EXTRACT PROVIDED
It was not known how many were evacuating. In Deir al-Balah over the past two days, empty lots have filled up with families in tents or sleeping on blankets on the ground.
This was the third move further south for Ibrahim al-Zatari, a daily laborer. First he, his wife and four children moved in with relatives in Gaza City after surviving a strike that flattened their home in northern Gaza. Later, they fled to Bureij to escape fighting in the city. On Wednesday morning, they made an hourslong journey on foot to Deir al-Balah, where — like many others — they wandered the streets looking for an empty spot to lie down.
"There is no foothold here," he said. "Where should we go?"
With much of northern Gaza leveled, Palestinians fear a similar fate awaits other areas, including Khan Younis, where Israeli forces launched ground operations in early December. The Israeli military said Wednesday it deployed another brigade in the city, a sign of the tough fighting.
Israeli shelling Wednesday struck a residential building in Khan Younis next to Al-Amal Hospital, according to the Palestinian Red Crescent, which runs the facility.
Health Ministry spokesman Ashraf al-Qidra said at least 20 people were killed and dozens more wounded. Footage from the scene showed several torn bodies lying in the street as rescue workers loaded a man whose legs had been severed onto a stretcher.
Despite continuous U.S. calls for Israel to shift to a more precise assault, the military so far appears to be following the same pattern used in earlier phases of the ground offensive in northern Gaza and Khan Younis. Before troops move in, heavy bombardment targets what Israel says is Hamas' tunnels and military infrastructure. Fierce urban fighting follows as troops move block to block, backed by airstrikes and shelling that the military says aim to force out pockets of militants. The resulting devastation has been massive.
U.N. officials say a quarter of Gaza's population is starving under Israel's siege, which allows in only a trickle of food, water, fuel and other supplies.
Israel has said Hamas must be destroyed after its October 7 attack in which militants broke through Israel's formidable defenses and killed some 1,200 people — mostly civilians — and abducted around 240. An estimated 129 remain in captivity after dozens were freed.

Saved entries

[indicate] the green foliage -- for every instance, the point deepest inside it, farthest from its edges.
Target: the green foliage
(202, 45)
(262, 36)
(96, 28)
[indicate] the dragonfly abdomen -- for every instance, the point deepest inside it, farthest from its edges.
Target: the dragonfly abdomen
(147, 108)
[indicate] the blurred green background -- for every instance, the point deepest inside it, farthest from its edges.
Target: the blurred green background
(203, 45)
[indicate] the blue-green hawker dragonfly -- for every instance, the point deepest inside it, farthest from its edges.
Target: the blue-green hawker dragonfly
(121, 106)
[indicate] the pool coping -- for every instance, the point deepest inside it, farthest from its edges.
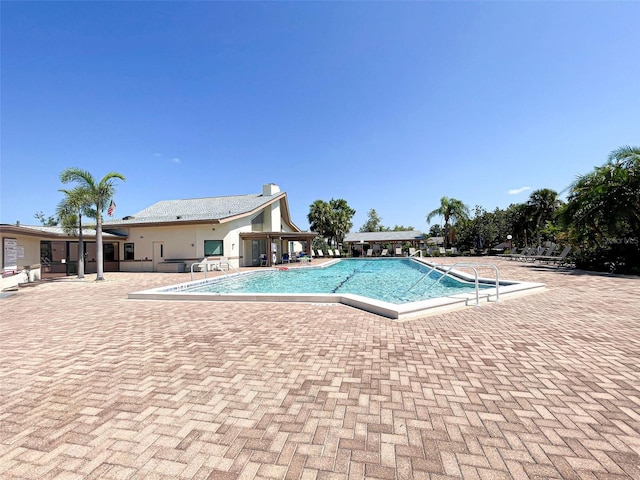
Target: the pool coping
(510, 288)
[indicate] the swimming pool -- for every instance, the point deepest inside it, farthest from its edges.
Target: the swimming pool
(395, 281)
(395, 288)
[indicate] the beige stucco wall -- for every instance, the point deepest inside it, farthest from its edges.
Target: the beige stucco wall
(185, 243)
(31, 246)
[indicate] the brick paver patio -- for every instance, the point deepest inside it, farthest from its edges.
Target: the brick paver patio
(93, 385)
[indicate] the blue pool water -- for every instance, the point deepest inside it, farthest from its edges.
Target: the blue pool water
(389, 280)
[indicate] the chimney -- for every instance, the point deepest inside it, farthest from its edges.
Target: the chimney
(270, 189)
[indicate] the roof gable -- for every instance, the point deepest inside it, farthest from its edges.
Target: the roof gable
(208, 209)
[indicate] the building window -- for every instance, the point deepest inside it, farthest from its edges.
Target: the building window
(109, 252)
(129, 251)
(257, 222)
(213, 248)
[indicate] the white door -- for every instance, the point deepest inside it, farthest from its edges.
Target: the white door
(158, 254)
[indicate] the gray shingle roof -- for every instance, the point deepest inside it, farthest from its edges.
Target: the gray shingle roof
(384, 236)
(59, 231)
(196, 209)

TASKS TO COMPLETE
A – Translate this sentence from the Gaza excerpt into Spanish: "U.N. officials say a quarter of Gaza's population is starving under Israel's siege, which allows in only a trickle of food, water, fuel and other supplies."
B – Turn the paragraph of the Gaza excerpt that begins "This was the third move further south" into a short list of its main facts.
C – Retype the Gaza excerpt from "Health Ministry spokesman" to "onto a stretcher.".

ANSWERS TO EACH TASK
A – Funcionarios de la ONU afirman que una cuarta parte de la población de Gaza padece hambre bajo el asedio de Israel, que solo permite la entrada de un goteo de alimentos, agua, combustible y otros suministros.

B –
- Ibrahim al-Zatari, a daily laborer, was making his third move further south.
- He, his wife and their four children survived a strike that flattened their home in northern Gaza and moved in with relatives in Gaza City.
- Fighting in the city later drove them to Bureij.
- On Wednesday morning they walked for hours to Deir al-Balah.
- There, like many others, they wandered the streets looking for an empty spot to lie down.

C –
Health Ministry spokesman Ashraf al-Qidra said at least 20 people were killed and dozens more wounded. Footage from the scene showed several torn bodies lying in the street as rescue workers loaded a man whose legs had been severed onto a stretcher.